(Beginning of PAGE EXCERPT)

What parents need to know
Parents Need to Know
Parents need to know that Doki-Doki Universe is a quirky indie adventure with some insightful messages about human behavior. The ESRB rates it suitable for kids aged 10 and older. There's plenty of crude humor (including frequent references to poop) as well as some mild violence, occasional references to alcohol, and mild suggestive themes. However, the cartoonish presentation keeps things light-hearted.
What's it about?
DOKI-DOKI UNIVERSE is an adventure game starring a robot named QT3 whose model is being discontinued because it doesn't display enough "humanity." To avoid being scrapped, QT3 must travel the galaxy and interact with the inhabitants of various planets in order to learn lessons about love, jealousy, pride, bullying, and other human traits. QT3 has the unique ability to create items from scratch, and a big part of the game involves learning what characters like and dislike, then giving them appropriate items. Requests can be literal ("I want a pet cat") or abstract ("Give me something refreshing.") Players can also gain insights into their own personalities by answering multiple choice personality tests and visiting Doctor Therapist to receive an analysis.
Is it any good?
Doki-Doki Universe is a highly original game that's full of child-like charm, off-beat characters, and tender insights about what it means to be human. In fact, "doki-doki" is a Japanese word representing the sound of a heartbeat (like "thump-thump" in English). Some of the game's positive messages - like the storyline involving bullying - are insightful and touching, while at other times the point seems to get buried by a desire to be quirky. While exploring and meeting people is fun, the game never really evolves or becomes more difficult, and as a result, starts to feel repetitive after a few hours. Some of the controls and item selection mechanics are unnecessarily clunky as well. Nevertheless, Doki-Doki Universe gets lots more right than it does wrong. It won't appeal to everyone, but deserves kudos for its unconventional and original approach.
Families can talk about...
Families can talk about Doctor Therapist's personality quizzes. What did kids learn about themselves based on how they answered the questions?
Discuss which of the planets had the best message about humanity. What do you think are the most important characteristics of humanity that a robot should learn about in order to become more human?

(End of PAGE EXCERPT)
(Beginning of SOURCE INFORMATION)

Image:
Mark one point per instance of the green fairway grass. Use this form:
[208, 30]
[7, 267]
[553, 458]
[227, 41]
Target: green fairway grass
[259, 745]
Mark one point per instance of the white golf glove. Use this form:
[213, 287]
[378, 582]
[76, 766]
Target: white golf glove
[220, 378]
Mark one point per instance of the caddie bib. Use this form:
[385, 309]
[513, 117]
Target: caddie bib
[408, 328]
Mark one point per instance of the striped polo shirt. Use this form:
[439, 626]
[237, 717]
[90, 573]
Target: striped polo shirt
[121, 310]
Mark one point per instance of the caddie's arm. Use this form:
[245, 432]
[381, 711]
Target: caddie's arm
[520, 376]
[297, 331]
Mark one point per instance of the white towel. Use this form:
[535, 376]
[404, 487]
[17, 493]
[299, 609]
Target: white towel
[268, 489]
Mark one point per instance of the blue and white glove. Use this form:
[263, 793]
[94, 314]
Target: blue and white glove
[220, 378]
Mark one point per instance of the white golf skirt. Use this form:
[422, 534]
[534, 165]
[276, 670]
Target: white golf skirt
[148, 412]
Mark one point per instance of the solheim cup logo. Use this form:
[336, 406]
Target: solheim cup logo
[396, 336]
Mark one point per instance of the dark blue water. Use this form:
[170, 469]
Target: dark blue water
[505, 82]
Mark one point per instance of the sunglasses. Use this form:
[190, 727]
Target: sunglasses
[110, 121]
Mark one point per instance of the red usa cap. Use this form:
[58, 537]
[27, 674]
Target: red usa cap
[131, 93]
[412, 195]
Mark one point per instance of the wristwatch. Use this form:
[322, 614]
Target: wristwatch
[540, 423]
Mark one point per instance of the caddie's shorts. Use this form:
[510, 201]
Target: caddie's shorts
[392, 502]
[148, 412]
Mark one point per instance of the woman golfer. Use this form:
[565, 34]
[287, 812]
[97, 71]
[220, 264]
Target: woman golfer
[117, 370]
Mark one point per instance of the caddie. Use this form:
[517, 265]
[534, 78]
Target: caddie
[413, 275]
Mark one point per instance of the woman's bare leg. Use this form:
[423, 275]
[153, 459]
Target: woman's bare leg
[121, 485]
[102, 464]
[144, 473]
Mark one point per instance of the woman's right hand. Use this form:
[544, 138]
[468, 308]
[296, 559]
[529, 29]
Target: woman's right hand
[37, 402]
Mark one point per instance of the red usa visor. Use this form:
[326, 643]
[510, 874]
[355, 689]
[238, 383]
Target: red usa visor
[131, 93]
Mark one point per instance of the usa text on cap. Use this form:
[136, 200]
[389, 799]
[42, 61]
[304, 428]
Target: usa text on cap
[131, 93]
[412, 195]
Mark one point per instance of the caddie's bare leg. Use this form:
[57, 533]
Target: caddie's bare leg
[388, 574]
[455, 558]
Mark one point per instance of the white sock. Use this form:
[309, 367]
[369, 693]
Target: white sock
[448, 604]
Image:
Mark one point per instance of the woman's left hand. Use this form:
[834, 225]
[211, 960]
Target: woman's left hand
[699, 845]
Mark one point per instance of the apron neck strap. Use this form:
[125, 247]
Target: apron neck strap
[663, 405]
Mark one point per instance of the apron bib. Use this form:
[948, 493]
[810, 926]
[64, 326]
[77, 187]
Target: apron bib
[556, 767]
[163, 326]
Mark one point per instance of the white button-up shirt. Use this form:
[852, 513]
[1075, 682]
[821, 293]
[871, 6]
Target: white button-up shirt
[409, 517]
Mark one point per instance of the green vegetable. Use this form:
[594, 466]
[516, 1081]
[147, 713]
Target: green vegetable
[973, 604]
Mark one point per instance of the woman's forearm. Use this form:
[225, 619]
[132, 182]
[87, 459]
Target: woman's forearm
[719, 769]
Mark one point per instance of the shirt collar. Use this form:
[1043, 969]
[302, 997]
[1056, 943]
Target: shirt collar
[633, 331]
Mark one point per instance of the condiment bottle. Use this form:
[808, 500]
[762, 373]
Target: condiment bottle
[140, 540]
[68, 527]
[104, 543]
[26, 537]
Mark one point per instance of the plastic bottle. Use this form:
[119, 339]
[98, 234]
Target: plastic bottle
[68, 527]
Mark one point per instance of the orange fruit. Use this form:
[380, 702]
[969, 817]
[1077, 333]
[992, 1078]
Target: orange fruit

(End of SOURCE INFORMATION)

WHAT YOU HAVE TO DO – Put this sentence from the Doki-Doki Universe review into Spanish: "However, the cartoonish presentation keeps things light-hearted."

TASK ANSWER – Sin embargo, la presentación caricaturesca mantiene un tono desenfadado.